Given instruction: Repeat the stretch of the passage on Saxo's Gesta Danorum from "There are Danish" through "Powell (London, 1894).", word for word.

Supplied passage:
---

The first nine books of the Gesta Danorum comprise traditions of kings and heroes of the half-mythical time up to about 950. Here we have traditions about Fredfrode, about Amleth (Hamlet) and Fenge, about Hrolfr Kraki, Hadding, the giant Starkather, Harald Hildetann and Ragnarr Lodbrok. In this earlier history Saxo has also embodied myths of national gods who in tradition had become Danish kings, for instance, Balder and Hother, and of foreign heroes, likewise incorporated in Danish history, as the Gothic Jarmunrik (A.S. Eormenríc), the Anglian Vermund (A.S. Gármund) and Uffe (A.S. Offa), the German Hedin and Hild, and others. Frequently the narrative is interrupted by translations of poems, which Saxo has used as authentic sources, although they are often only a few generations older than himself. In the later books (x.-xvi.) of his work he follows to a greater extent historical accounts, and the more he approaches his own time the fuller and the more trustworthy his relation becomes; especially brilliant is his treatment of the history of King Valdemar and of Absalon. But his patriotism often makes him partial to his countrymen, and his want of critical sense often blinds him to the historical truth.
Saxo's work was widely read during the middle ages, and several extracts of it were made for smaller chronicles. It was published for the first time, from a MS. afterwards lost, in Paris, 1514, by the Danish humanist Christiern Pedersen; this edition was reprinted at Basel, 1534, and at Frankfort, 1576. Of later editions may be mentioned that of Stephen Stephanius (Soro, 1644), the second volume of which contains the little-known, but valuable, Stephanii notae uberiores in historiam Danicam Saxonis Grammatici, and which was reproduced, though without the notes, by C. A. Klotz (Leipzig, 1771); and that of P. E. Müller completed by J. M. Velschow (Copenhagen, 1839-1858). The last complete edition is that of Alfred Holder (Strassburg, 1886), while a large part was edited by G. Waitz in the Mon. Germ. historica, xxix. pp. 43-161 (1892). No complete MS. any longer exists; yet of late small fragments have been found of three MSS. The most remarkable of these is the fragment found at Angers, in France, written in the later part of the 13th century. It is now in the library of Copenhagen.
There are Danish translations by A. G. Vedel (Copenhagen, 1575, and again 1851), and by F. Winkel-Horn (1896-1898). There is an English translation by O. Elton and F. Y. Powell (London, 1894).

---

(Named-object pointing rows)
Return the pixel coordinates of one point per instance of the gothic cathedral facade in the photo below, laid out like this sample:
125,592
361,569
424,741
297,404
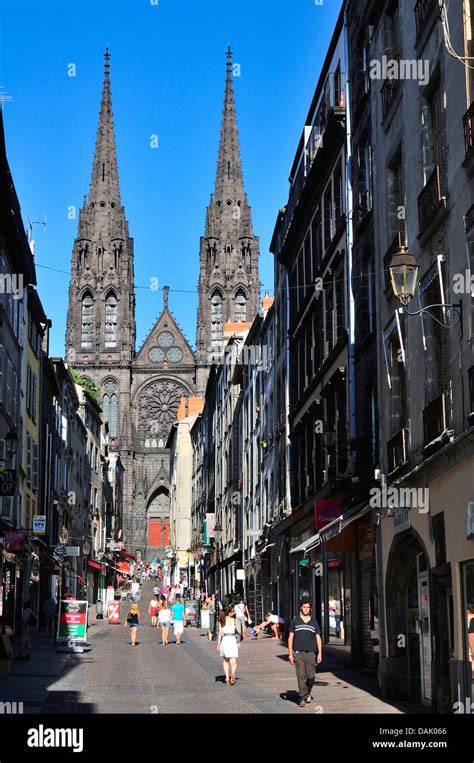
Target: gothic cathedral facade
141,391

---

Output for this exercise:
There are Danish translations by A. G. Vedel (Copenhagen, 1575, and again 1851), and by F. Winkel-Horn (1896-1898). There is an English translation by O. Elton and F. Y. Powell (London, 1894).